** The data follows **

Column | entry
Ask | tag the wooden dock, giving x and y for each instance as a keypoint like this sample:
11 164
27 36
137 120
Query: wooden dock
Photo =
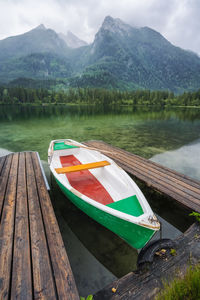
184 190
33 260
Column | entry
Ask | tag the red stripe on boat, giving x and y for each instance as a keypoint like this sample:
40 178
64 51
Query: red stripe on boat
85 182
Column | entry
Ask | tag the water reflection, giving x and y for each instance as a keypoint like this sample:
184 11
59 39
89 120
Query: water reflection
185 160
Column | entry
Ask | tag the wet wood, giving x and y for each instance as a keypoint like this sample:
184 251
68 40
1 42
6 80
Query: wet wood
21 274
145 283
184 190
7 230
33 260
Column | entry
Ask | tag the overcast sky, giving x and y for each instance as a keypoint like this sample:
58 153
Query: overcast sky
177 20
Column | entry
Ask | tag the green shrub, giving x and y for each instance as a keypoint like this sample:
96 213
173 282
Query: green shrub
186 288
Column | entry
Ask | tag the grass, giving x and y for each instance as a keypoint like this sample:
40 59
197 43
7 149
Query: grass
184 288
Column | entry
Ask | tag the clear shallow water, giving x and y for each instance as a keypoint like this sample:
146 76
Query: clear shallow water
170 137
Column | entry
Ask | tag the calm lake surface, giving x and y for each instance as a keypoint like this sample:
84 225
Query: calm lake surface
170 137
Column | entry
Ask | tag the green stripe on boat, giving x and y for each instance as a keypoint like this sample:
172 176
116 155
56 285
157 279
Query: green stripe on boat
137 236
128 205
62 145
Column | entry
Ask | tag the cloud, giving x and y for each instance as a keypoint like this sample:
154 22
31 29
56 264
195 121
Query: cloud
177 20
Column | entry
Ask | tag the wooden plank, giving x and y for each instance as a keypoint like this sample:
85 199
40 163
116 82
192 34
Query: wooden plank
93 165
43 281
179 197
65 283
178 186
138 159
21 286
4 181
146 282
7 230
166 180
149 170
2 161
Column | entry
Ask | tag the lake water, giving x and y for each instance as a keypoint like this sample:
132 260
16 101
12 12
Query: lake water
170 137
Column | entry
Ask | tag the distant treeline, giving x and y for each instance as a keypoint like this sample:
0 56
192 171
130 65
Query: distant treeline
17 95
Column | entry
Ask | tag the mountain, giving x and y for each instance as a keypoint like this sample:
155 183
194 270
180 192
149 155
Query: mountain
39 53
38 40
121 56
72 40
140 58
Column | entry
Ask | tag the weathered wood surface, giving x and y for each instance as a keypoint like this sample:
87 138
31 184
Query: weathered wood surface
33 260
145 284
184 190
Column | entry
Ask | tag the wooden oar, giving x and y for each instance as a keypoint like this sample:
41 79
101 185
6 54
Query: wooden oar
89 148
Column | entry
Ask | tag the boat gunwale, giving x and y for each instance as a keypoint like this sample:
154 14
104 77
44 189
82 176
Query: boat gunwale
141 220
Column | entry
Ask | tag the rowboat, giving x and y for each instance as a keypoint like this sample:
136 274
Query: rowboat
104 191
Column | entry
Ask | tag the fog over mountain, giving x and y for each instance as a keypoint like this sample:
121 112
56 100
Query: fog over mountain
121 56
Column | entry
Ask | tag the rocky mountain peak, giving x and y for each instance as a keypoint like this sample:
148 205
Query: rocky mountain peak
41 27
115 25
72 40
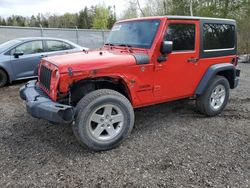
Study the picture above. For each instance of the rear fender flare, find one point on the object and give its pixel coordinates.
(211, 72)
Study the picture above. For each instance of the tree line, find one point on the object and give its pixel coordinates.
(95, 17)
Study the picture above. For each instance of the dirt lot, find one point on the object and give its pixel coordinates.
(171, 146)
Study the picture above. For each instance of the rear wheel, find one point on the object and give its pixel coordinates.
(104, 119)
(3, 78)
(213, 101)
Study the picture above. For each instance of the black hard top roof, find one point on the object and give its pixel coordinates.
(198, 18)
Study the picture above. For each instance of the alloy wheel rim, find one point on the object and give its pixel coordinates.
(217, 97)
(106, 122)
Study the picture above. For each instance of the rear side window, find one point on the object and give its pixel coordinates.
(54, 45)
(218, 36)
(182, 35)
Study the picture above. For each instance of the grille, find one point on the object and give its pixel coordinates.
(45, 77)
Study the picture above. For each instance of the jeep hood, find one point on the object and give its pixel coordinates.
(91, 60)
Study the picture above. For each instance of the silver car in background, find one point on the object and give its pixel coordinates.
(19, 58)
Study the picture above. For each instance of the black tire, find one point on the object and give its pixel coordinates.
(89, 105)
(3, 78)
(203, 102)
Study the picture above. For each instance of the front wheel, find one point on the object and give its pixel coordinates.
(213, 101)
(104, 119)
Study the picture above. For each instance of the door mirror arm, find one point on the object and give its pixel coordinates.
(17, 54)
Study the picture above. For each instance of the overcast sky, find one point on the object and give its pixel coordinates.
(33, 7)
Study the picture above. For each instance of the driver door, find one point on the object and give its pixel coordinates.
(176, 76)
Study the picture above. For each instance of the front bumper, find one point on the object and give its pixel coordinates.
(39, 105)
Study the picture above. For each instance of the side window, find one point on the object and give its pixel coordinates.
(54, 45)
(68, 46)
(182, 35)
(29, 48)
(218, 36)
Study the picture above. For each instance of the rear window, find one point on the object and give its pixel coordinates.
(54, 45)
(218, 36)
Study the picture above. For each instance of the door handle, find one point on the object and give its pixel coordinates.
(193, 60)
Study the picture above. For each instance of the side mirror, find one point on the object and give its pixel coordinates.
(17, 54)
(166, 47)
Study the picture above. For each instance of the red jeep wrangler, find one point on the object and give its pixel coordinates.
(144, 62)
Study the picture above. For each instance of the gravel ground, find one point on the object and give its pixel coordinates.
(171, 146)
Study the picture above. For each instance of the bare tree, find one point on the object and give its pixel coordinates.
(139, 6)
(191, 7)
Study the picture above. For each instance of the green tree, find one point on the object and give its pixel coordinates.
(100, 20)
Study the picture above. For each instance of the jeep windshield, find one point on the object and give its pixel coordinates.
(138, 34)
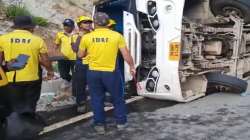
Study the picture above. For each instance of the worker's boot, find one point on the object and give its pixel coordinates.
(100, 129)
(82, 108)
(121, 127)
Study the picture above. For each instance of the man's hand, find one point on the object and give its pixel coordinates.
(128, 58)
(50, 75)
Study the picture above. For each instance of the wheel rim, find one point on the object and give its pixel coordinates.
(233, 11)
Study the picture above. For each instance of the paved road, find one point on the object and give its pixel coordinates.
(221, 116)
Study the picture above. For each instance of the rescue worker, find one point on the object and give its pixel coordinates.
(102, 46)
(24, 84)
(111, 24)
(5, 109)
(64, 41)
(79, 82)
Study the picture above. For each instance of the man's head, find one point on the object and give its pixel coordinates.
(24, 22)
(101, 19)
(68, 25)
(84, 23)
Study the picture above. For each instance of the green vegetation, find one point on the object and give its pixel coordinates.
(13, 10)
(40, 21)
(17, 10)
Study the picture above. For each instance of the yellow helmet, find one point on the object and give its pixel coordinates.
(111, 22)
(83, 18)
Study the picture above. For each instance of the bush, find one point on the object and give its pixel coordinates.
(17, 10)
(14, 10)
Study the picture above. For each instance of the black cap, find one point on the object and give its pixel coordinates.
(23, 22)
(101, 19)
(69, 23)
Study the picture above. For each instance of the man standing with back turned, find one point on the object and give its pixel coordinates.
(102, 46)
(24, 84)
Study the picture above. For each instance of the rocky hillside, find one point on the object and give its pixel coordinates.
(55, 10)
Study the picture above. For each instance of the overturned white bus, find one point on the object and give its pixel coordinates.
(185, 48)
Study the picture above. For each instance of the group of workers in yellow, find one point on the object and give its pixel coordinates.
(90, 55)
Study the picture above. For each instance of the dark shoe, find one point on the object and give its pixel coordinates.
(121, 127)
(100, 129)
(81, 108)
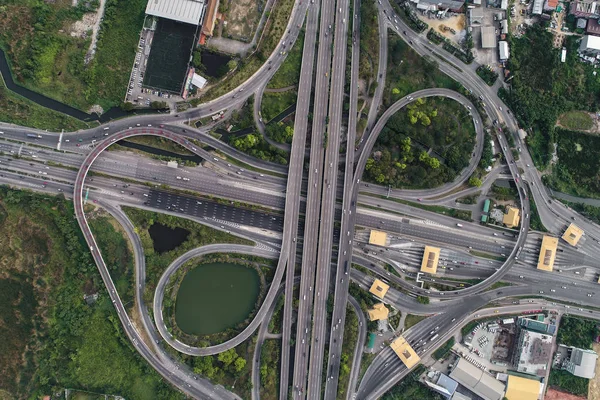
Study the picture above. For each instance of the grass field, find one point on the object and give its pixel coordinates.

** End of The data **

**Activity**:
Your answer must be an exact copy of the records, with every picture left out.

**Solution to the exercise**:
Column | entry
Ask | tag the wooden dock, giving x and y for each instance as a keypoint like this sample:
11 164
27 36
137 120
Query: wooden dock
Photo =
184 190
33 260
Column | entry
Ask | tag the red stripe on boat, giving x and y for each instance as a keypoint like this sample:
40 178
64 51
Query: red stripe on boat
85 182
Column | entry
Ask | tag the water reflection, giving x and y for each instance as a keypoint like this sample:
184 11
59 39
89 120
Query: water reflection
185 160
Column | entry
Ask | tag the wet wood, giving x and y for each instance as a keypoint like this sample:
184 251
68 40
1 42
6 80
Query: wet wood
21 274
145 283
184 190
7 230
33 260
Column | entry
Ask | tag the overcast sky, giving x and y for each instance as a keypoint like this sample:
58 153
Query: overcast sky
177 20
Column | entry
Ask | tag the green shrub, giving x and y for each instance as a keypoint like this sample:
96 213
173 282
Query: green shrub
186 288
Column | entry
Ask | tag the grass, giving x and y for each instance as a keypoint like this sample:
40 59
197 43
7 149
Query: grass
184 288
Column | entry
Ask | tag the clear shallow water, giving x and y for each instance as a keypoint like this sample:
146 76
Query: clear shallow water
170 137
Column | entry
Ask | tag the calm lake surface, giving x and y for each instance as a keypoint like this sample:
84 225
Query: calm lake surface
170 137
Column | entry
Ask | tag the green stripe on boat, giving x and y for each instance as a keypoint like this sample:
172 176
116 155
56 285
157 279
Query: green stripe on boat
137 236
128 205
62 145
Column | entry
Ask | tag the cloud, giving x and y for each instance as a keypoint like this sample:
154 22
31 29
56 264
195 121
Query: cloud
177 20
Column | entry
Ask | tag the wooden plank, giving x and y for each instance as a keypoint like this sample:
85 199
40 163
116 82
192 34
Query: wooden plank
93 165
43 281
179 197
65 283
178 186
138 159
21 286
4 181
146 282
7 230
166 180
149 170
2 161
Column | entry
Ask | tag the lake water, giving x and y for each instance as a keypoint like this sample:
132 260
16 101
12 12
Query: lake water
170 137
Column | entry
Ask | tag the distant treeline, giving x and y for each instance as a keypoint like this sample:
0 56
192 171
130 65
Query: distant treeline
17 95
Column | entry
Ask | tag the mountain, giving x and y for each instance as a keypoint like this sample:
155 183
194 270
180 192
149 155
Query: mountain
39 53
38 40
121 56
72 40
140 58
Column | entry
Ask | tag the weathered wood surface, giving x and y for each instance as a keypoint like this sample:
87 138
31 184
Query: weathered wood surface
33 260
145 284
184 190
Column | entry
Ask | tag the wooden oar, giving x and y for each instance as a keypoint like this sample:
41 79
101 185
6 54
Query: wooden oar
89 148
Column | entry
Ask | tag the boat gunwale, giving x and y for each instance as a keypoint like this sample:
154 14
104 77
44 189
82 176
Query: boat gunwale
141 220
Column | entry
Ask | tag the rowboat, giving x and y for each instance as a keypoint like this sample:
136 274
Query: rowboat
104 191
Column | entry
Ask | tag the fog over mountain, giving x and y for each instance as a keypoint like this sample:
121 112
56 100
Query: fog over mountain
121 56
Column | entry
Ask | tag the rocky mountain peak, giving x and y for each instance as a keypoint like this sample:
148 205
Query: rocky mountain peak
41 27
115 25
72 40
Study the picture above. For each instance of the rear fender flare, find one point on the object and give its pixel coordinates.
(211, 72)
Study the picture above. For each instance of the tree line, find one point on the object and give its pixel coordinates.
(95, 17)
Study the picture above. For each instance of the dirt lot, find one point on the object and give its pixel coordinates.
(171, 146)
Study the picture above. For each instance of the rear wheel, find one point on the object and give its pixel coordinates.
(104, 119)
(3, 78)
(213, 101)
Study the picture above. For each instance of the black hard top roof, find one point on the object and give its pixel coordinates.
(198, 18)
Study the picture above. For each instance of the alloy wheel rim, find one point on the object and give its pixel coordinates.
(217, 97)
(106, 122)
Study the picture above. For each instance of the rear side window, find one point on the object and give its pixel coordinates.
(54, 45)
(218, 36)
(182, 35)
Study the picture above. For each instance of the grille, find one point on the object and give its pixel coordinates.
(45, 77)
Study the picture above. For each instance of the jeep hood, find one point on the object and give its pixel coordinates.
(91, 60)
Study the picture above. For each instance of the silver car in background, find one point on the object and give its pixel coordinates.
(19, 58)
Study the picture above. For each instance of the black tire, find one point on the object and give its pixel coordinates.
(89, 105)
(3, 78)
(203, 102)
Study the picture above. For each instance of the front wheel, find one point on the object and give its pixel coordinates.
(213, 101)
(104, 119)
Study the picture above. For each instance of the door mirror arm, find one point on the object and give its pixel coordinates.
(17, 54)
Study the picture above. For each instance of the overcast sky, find one point on the object and give its pixel coordinates.
(33, 7)
Study the picture above. For each instance of the driver door, find one point on the object and give its pixel coordinates.
(176, 76)
Study the picture above. For each instance of the front bumper, find one point on the object and give its pixel coordinates.
(39, 105)
Study the picture above. For each instance of the side window, find one point on the object and give its pixel coordinates.
(54, 45)
(68, 46)
(182, 35)
(29, 48)
(218, 36)
Study the picture above. For each instance of the rear window, find one point on the object and give its pixel coordinates.
(54, 45)
(218, 36)
Study the picture above. For each instance of the door handle, find one point on the object and give its pixel coordinates.
(193, 60)
Study the picture above. For each instance of the side mirror, find one point on the object and give its pixel coordinates.
(17, 54)
(166, 47)
Study the picture above. For each instance of the red jeep wrangler, find one point on the object and give its pixel coordinates.
(144, 62)
Study the picture above. For each instance of the gravel ground, find one point on the object and give its pixel coordinates.
(171, 146)
Study the picture above. For each instance of the bare tree, find one point on the object and give its pixel coordinates.
(139, 6)
(191, 7)
Study the picture above. For each instance of the green tree, find one point on the object and give its pixel coordinates.
(100, 20)
Study the picture above. For each instance of the jeep windshield, find one point on the object and give its pixel coordinates.
(138, 34)
Study the picture above. For each instance of the worker's boot, find one point on the object and give its pixel coordinates.
(100, 129)
(82, 108)
(121, 127)
Study the picture above. For each instance of the man's hand, find one point on the object and give its pixel coordinates.
(128, 58)
(50, 75)
Study the picture above. For each instance of the wheel rim, find one point on the object and give its pixel coordinates.
(233, 11)
Study the picture above. For each instance of the paved road, find one point on the object and give its pixel coordinates.
(221, 116)
Study the picture above. For each instance of the rescue worker, find one point on the object and give its pixel coordinates.
(102, 46)
(24, 84)
(111, 24)
(5, 109)
(64, 41)
(79, 82)
Study the picture above. For each instance of the man's head, find one point on the object and give its pixel coordinates.
(24, 22)
(101, 19)
(68, 25)
(84, 23)
Study the picture above. For each instance of the green vegetation, find one point on the object and give its pixel coordinates.
(13, 10)
(40, 21)
(17, 10)
Study the picture above. For each instance of the yellow helmet, find one point on the object and give its pixel coordinates.
(111, 22)
(83, 18)
Study the picture above. For each instance of the bush, find one point on the object and give its pixel coordinates.
(17, 10)
(14, 10)
Study the picture above. For each instance of the black cap, find one point on the object and give its pixel coordinates.
(23, 22)
(101, 19)
(69, 23)
Study the picture above. For each instance of the man standing with back turned, find one point on the object and give its pixel coordinates.
(102, 46)
(24, 84)
Study the picture above. For each instance of the rocky hillside, find one point on the object and give its pixel coordinates.
(55, 10)
Study the picture above. For each instance of the overturned white bus, find one point on the object and give its pixel coordinates.
(185, 48)
Study the picture above. For each instance of the group of workers in yellow, find one point on the object and give its pixel coordinates.
(90, 55)
Study the picture above. For each instance of the dark shoe, find one point on the object and give its pixel coordinates.
(121, 127)
(100, 129)
(81, 108)
Study the picture above. For each instance of the grass field, find one point on the object and give its pixel coordinates.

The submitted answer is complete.